[Records from a collection]
'''
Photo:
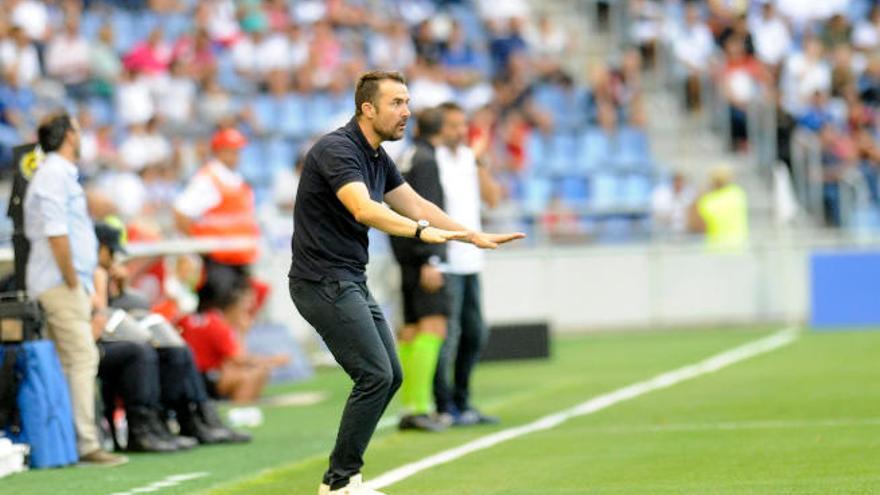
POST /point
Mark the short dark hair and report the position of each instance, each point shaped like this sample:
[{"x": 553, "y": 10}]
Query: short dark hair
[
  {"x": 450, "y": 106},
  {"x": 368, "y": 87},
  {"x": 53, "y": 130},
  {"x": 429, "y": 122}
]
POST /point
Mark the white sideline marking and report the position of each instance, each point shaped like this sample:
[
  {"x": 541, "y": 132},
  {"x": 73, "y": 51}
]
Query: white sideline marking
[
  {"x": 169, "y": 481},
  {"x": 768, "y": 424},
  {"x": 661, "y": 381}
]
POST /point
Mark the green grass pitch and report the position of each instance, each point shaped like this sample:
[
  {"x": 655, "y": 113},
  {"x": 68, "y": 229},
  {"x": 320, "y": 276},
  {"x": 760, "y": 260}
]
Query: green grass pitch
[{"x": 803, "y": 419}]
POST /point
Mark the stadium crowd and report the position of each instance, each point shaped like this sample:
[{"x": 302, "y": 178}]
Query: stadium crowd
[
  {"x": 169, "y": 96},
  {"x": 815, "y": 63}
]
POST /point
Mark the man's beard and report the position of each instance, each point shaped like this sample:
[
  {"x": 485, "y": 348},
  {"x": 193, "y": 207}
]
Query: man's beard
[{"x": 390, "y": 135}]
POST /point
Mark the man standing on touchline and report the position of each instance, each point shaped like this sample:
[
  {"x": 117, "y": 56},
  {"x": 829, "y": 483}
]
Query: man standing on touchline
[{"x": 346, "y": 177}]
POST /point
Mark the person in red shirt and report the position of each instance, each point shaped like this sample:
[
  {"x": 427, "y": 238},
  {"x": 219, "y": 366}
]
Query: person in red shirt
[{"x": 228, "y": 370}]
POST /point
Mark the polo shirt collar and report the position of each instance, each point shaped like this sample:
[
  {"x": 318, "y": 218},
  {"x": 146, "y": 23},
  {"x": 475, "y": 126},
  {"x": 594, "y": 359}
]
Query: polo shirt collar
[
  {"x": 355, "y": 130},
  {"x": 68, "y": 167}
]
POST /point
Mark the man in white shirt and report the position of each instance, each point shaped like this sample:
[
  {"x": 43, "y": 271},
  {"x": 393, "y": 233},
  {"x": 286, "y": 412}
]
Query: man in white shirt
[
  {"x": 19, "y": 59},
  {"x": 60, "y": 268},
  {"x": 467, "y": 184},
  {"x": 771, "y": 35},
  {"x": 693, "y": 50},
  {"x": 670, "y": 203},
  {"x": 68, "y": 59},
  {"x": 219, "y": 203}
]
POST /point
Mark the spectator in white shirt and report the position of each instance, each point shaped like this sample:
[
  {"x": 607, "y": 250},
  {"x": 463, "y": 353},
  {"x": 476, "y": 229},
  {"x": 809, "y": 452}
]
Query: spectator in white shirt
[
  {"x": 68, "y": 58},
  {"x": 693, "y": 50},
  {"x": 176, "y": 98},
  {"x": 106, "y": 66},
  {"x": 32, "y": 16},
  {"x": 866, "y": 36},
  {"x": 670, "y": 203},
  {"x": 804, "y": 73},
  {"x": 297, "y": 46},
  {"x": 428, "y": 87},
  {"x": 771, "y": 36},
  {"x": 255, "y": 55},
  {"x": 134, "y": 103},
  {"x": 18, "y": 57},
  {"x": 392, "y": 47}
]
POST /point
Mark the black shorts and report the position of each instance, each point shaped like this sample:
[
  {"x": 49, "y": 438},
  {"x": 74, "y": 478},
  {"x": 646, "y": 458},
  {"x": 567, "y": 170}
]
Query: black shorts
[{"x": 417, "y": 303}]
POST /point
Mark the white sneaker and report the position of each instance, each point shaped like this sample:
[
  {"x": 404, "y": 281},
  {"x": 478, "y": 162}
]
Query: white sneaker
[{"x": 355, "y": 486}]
'''
'''
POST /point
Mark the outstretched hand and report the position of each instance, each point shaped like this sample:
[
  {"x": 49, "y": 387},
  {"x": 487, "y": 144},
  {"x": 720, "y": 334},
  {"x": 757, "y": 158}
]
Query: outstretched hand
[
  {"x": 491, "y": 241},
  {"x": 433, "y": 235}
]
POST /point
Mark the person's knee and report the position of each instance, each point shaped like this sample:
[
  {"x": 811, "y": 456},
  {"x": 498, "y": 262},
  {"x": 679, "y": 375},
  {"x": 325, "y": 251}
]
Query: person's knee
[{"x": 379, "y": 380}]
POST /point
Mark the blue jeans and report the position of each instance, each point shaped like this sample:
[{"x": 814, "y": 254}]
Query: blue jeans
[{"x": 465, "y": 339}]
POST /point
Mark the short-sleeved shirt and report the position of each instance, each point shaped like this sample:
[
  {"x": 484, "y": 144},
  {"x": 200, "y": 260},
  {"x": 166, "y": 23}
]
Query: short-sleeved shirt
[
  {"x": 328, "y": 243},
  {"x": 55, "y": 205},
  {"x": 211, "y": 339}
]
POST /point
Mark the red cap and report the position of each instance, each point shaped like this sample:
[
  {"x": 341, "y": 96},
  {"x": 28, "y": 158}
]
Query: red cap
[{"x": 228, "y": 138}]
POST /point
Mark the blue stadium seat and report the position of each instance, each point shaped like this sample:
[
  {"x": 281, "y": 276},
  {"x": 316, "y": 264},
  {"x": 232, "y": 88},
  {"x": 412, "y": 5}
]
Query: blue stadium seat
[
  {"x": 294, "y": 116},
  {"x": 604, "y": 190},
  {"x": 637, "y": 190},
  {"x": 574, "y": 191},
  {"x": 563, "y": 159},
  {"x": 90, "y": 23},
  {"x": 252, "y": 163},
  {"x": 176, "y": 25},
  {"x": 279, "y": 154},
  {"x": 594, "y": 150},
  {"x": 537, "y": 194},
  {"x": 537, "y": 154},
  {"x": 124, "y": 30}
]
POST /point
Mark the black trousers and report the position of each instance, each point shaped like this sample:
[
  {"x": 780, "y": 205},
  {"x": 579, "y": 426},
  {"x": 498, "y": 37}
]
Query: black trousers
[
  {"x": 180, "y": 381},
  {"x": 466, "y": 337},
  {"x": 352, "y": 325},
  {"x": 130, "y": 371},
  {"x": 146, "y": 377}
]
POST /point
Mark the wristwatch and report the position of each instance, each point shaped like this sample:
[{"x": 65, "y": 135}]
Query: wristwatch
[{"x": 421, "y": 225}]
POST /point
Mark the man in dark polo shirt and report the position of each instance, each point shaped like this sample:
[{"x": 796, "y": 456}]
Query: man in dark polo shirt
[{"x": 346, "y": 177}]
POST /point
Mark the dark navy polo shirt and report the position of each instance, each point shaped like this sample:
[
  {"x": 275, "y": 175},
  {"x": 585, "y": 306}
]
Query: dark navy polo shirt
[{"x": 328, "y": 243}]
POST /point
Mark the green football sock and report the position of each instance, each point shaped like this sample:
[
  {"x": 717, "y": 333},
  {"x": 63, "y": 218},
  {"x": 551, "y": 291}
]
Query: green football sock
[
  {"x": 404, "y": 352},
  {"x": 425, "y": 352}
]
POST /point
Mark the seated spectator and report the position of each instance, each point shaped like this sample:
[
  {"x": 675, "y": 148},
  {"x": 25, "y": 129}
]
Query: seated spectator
'''
Please find all lines of the entries that hold the string "seated" and copy them.

# Response to the exercise:
Mark the seated spectator and report the position of each instance, each point shaped like this sample:
Query: seated spectator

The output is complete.